ABOUT THIS EXERCISE: What follows is a set of records; copy all of it exactly.

┌─ LISTED RECORDS

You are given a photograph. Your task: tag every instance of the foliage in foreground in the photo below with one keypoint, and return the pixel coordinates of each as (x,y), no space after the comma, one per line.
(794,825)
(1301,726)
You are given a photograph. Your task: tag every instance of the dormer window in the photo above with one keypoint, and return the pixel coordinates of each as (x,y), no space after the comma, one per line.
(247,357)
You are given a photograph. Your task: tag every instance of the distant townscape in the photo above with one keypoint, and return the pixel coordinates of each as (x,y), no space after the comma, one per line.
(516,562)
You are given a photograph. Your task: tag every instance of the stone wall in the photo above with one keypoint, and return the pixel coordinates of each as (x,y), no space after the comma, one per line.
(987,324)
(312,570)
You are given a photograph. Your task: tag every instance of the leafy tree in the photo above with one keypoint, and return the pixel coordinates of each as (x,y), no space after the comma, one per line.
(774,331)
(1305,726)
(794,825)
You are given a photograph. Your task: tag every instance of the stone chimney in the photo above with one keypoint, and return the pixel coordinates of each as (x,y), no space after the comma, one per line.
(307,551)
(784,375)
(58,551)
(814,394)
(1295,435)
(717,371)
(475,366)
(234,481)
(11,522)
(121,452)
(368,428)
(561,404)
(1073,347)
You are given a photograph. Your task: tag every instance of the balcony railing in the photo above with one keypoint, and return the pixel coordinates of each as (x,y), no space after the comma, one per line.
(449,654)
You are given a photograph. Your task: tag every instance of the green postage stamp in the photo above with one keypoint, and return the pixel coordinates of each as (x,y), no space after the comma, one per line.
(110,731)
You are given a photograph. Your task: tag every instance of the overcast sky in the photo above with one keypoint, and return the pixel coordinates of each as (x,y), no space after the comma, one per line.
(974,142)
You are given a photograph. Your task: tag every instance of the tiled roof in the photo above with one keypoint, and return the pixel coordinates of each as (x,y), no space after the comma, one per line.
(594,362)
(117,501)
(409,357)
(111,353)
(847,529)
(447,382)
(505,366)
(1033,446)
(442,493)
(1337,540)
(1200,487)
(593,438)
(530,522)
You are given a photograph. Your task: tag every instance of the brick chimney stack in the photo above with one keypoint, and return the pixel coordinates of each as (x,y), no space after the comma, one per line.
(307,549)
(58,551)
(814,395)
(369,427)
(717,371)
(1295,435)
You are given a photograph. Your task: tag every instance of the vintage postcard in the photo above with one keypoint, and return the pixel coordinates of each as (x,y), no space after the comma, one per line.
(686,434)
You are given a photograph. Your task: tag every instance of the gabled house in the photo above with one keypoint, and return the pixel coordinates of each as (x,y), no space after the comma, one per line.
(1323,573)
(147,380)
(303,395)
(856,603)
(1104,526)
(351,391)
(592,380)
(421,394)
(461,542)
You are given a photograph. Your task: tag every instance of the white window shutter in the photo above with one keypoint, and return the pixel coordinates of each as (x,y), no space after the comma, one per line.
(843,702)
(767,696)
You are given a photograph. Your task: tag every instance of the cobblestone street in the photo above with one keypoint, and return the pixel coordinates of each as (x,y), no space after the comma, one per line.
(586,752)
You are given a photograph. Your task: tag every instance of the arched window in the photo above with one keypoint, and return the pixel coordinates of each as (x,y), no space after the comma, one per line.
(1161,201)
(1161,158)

└─

OUTPUT OF THE TASK:
You are given a photograph. Your task: tag every instance of the foliage in foreground in the photo below with one keypoint, and return the pixel coordinates of each as (x,y), no space after the comma, one per line.
(794,825)
(1301,726)
You are given a photograph. Your task: tag every instance of the dormer window in the photo above with one keypoint, and return the pixel coordinates of each as (x,y), no space after the comma, one per line.
(247,357)
You are given a photograph. Your task: tag every instance of the distant townscape in the photo above with one keypoint, and return the pixel coordinates of each as (x,y), no space after the comma, one per line.
(516,562)
You are given a photograph. Your task: tag every instance of the stone wall in the photo above with one keypoint, and return the pixel coordinates of each as (x,y), no space after the comma, one per line.
(987,324)
(312,570)
You are given a photograph. Your task: tag every instance of the leafy tree in the photo above with one keypoint, and return the pixel coordinates of each as (x,y), no space after the comma, one per line.
(774,331)
(1305,726)
(794,825)
You are given a photograph. Your task: tag every instance of the stone chimney in the photo above with one keypoint, and return the pixel coordinates of each as (x,y), no space after the comma, one per line.
(307,551)
(784,375)
(58,551)
(814,394)
(1295,435)
(717,371)
(475,366)
(234,481)
(11,522)
(121,452)
(368,428)
(561,404)
(1073,347)
You are given a photograph. Your task: tag every instance of the balcony railing in the photo above with one keypoint, and return the pixel coordinates of each as (x,y), no space after the comma, one per line.
(449,654)
You are given a photograph. Your task: tag every instance of the green postage stamp in the photo above with one keypoint, and return the pixel coordinates of each as (x,y), no space after the comma, one per line.
(110,731)
You are given a photograph. Your task: tag every instance of the overcast sky in the photo above with one keypoint, and return the pixel coordinates of each as (x,y), no space after the comma, one per line.
(974,142)
You are given a photograph. Your task: tag every instance of the tiled roof in the photo above with one keypoint, and return the pixel coordinates of each as (x,y), no space after the comma, one per line.
(594,362)
(117,501)
(409,357)
(111,353)
(847,529)
(447,382)
(505,366)
(1033,446)
(442,493)
(1337,540)
(1200,487)
(593,438)
(530,522)
You are given a photograph. Your task: tag every instance of the brick chimney stack in the photo above with one keypoint, and return the pixel coordinates of each as (x,y), no space after the comma, one per line.
(307,549)
(58,551)
(814,395)
(369,427)
(717,371)
(1295,435)
You are given a photograph. Your task: tag every instance of the vintage postcard in the photo above with one keypoint, and return the pixel coordinates of each as (x,y), no space after the comma, one per line.
(686,434)
You are given a photograph. Your task: tag every instance of the gabled house in the photo above with one keypoint, and return the pixel coordinates of each as (x,y), no space after the comma, one per line.
(1323,573)
(147,380)
(303,395)
(856,603)
(1104,526)
(351,391)
(592,380)
(421,394)
(461,542)
You are given a photograph. Your task: tag every instance of the white window shutter in the photo above with one keypoint, and return the pixel coordinates of each as (x,y), no space after the comma, one per line.
(843,702)
(767,696)
You are given a photograph. Your task: tag every instance of the cobblestone street in the photo above with one keypoint, and return the pixel coordinates of each as (x,y), no space after the comma, one per line.
(586,752)
You are given a photograph. Your task: tag every instance of the arched window in the photo above with one keypoint, and return the pixel coordinates of each as (x,y), no space after the comma, one per line.
(1161,201)
(1161,158)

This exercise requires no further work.